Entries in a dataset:
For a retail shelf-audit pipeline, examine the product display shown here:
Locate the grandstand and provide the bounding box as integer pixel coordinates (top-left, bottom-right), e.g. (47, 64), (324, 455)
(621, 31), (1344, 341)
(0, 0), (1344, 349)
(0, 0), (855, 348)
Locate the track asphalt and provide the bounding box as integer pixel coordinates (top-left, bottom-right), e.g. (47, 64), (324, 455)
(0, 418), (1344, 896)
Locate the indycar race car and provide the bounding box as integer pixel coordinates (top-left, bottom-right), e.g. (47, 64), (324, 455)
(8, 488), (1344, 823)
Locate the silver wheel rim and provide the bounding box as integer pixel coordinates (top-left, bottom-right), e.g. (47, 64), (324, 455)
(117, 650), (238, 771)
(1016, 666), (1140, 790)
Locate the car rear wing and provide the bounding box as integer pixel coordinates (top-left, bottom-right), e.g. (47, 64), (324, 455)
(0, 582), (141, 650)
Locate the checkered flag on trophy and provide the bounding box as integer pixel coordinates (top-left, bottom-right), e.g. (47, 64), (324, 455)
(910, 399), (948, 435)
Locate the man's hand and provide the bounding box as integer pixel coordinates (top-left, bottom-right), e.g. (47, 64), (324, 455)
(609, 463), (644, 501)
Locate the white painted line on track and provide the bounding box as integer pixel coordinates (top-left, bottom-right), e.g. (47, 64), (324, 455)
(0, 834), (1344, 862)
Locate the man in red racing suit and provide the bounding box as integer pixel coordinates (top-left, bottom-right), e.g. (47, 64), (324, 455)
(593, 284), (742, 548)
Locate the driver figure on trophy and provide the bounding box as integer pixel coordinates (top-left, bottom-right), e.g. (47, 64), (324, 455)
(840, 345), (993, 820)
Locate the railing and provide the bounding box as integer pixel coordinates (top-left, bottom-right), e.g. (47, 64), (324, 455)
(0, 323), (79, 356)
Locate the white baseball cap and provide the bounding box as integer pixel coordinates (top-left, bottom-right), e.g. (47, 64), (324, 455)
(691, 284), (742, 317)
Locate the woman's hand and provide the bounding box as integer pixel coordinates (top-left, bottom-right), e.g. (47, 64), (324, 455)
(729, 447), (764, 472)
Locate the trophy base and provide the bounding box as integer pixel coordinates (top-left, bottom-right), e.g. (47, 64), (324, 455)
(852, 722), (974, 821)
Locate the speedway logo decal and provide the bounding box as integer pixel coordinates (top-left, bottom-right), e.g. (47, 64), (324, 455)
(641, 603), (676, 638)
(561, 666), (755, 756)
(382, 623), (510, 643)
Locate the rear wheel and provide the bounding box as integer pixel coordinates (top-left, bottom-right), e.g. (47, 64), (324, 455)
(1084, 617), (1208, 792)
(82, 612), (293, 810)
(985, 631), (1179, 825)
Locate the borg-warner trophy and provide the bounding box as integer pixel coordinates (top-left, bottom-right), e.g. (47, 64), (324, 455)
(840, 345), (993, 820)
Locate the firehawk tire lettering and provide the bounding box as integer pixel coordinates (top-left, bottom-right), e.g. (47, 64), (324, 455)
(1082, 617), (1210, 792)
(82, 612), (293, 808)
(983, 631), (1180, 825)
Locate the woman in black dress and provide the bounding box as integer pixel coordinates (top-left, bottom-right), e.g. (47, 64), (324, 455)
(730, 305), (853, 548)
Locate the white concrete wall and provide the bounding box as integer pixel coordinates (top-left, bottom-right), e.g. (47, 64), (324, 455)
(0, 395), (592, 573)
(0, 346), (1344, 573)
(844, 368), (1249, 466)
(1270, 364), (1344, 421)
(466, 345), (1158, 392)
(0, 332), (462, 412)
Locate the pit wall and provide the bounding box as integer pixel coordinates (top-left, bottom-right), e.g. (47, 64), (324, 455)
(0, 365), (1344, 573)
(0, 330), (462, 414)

Given problem: Please rewrite all of the entries above, replacing "integer pixel coordinates" with "whole-number pixel coordinates" wherever it appears and keeping everything else the same.

Full output:
For a retail shelf-audit pipeline, examine the product display shown here:
Locate the grandstand and provide the bounding box as whole-number pixel coordinates (top-left, bottom-right), e.g. (47, 64), (324, 455)
(621, 31), (1344, 341)
(0, 0), (1344, 349)
(0, 0), (855, 348)
Locate the track asphalt and provide the bounding box as whole-number pixel coordinates (top-left, bottom-right), e.g. (47, 64), (324, 455)
(0, 418), (1344, 896)
Locate the indycar race car and provide the bounding box as whole-number pixel coordinates (top-left, bottom-right), e.g. (47, 64), (324, 455)
(8, 488), (1344, 823)
Locate the silver wheel rim and provide the bounding box as whole-number pixel coordinates (top-left, bottom-right), e.g. (47, 64), (324, 455)
(117, 650), (238, 771)
(1016, 666), (1140, 790)
Locate the car rear wing and provide the bounding box as whole-number pixel coordinates (top-left, bottom-right), e.g. (47, 64), (324, 455)
(0, 582), (141, 650)
Locate the checkered flag on trophy and provide the bounding box as whole-number pixel coordinates (top-left, bottom-right), e.g. (47, 64), (324, 455)
(910, 399), (948, 435)
Locate the man's hand and provide the bounding box as whole-number pixel coordinates (top-left, bottom-right), e.g. (47, 64), (324, 455)
(609, 463), (644, 501)
Locate the white painted line on track and provide the bounding box as whole-number pixel coordinates (top-left, bottom-right), e.g. (47, 64), (324, 455)
(0, 834), (1344, 862)
Locate the man in red racing suit and provide the bounding box as whole-number pixel coordinates (top-left, bottom-right), e.g. (47, 64), (324, 455)
(593, 284), (742, 548)
Locate the driver figure on trophy and provide the bounding box as whole-number pixel coordinates (top-left, bottom-right), e.g. (47, 64), (324, 455)
(840, 345), (993, 820)
Locate the railing and provide the bounding box as whole-number pixel coordinates (top-left, bottom-right), e.g. (47, 64), (324, 455)
(0, 323), (79, 356)
Locate the white baseball cap and provide the bounding box as whole-number pixel coordinates (top-left, bottom-right), e.g. (47, 64), (324, 455)
(691, 284), (742, 317)
Locate the woman's hand and provide the bounding box as whole-number pixel coordinates (top-left, bottom-right), e.g. (47, 64), (324, 455)
(729, 447), (764, 472)
Locate the trophy base and provide the bounding box as whole-number pixel coordinates (top-left, bottom-right), e.g. (47, 64), (324, 455)
(852, 722), (974, 821)
Locate the speedway logo decal and provide the bounding box as whole-number pixel coordinates (top-left, bottom-right), e.g. (47, 64), (324, 455)
(641, 603), (676, 638)
(561, 666), (755, 756)
(382, 623), (510, 643)
Locate the rear wheel and provide the bounding box as whole-number pixel coordinates (top-left, bottom-right), e.g. (47, 64), (324, 455)
(1084, 617), (1208, 792)
(82, 612), (293, 810)
(985, 631), (1179, 825)
Locate the borg-warner trophy and provide the bounding box as whole-number pixel coordinates (top-left, bottom-right), e.g. (47, 64), (324, 455)
(840, 345), (993, 820)
Locate the firehawk tire lettering and provide the bounding box as whole-number pixel coordinates (top-left, bottom-right), e.g. (47, 64), (324, 455)
(1082, 617), (1210, 792)
(82, 612), (293, 808)
(983, 631), (1180, 825)
Locate the woman in black dress and provide the bounding box as whole-number pixel coordinates (top-left, bottom-right), e.g. (47, 64), (324, 455)
(730, 305), (853, 548)
Locate the white concrete wall and provide the bounding box as whole-number pixel coordinates (top-left, bottom-right), e.g. (47, 64), (324, 455)
(0, 395), (592, 573)
(0, 346), (1344, 573)
(844, 368), (1249, 466)
(1270, 364), (1344, 421)
(466, 345), (1158, 392)
(0, 332), (462, 412)
Locate the pit wall and provide the bounding box as whole-number pixel coordinates (top-left, bottom-right), e.g. (47, 64), (324, 455)
(0, 365), (1344, 573)
(0, 330), (462, 414)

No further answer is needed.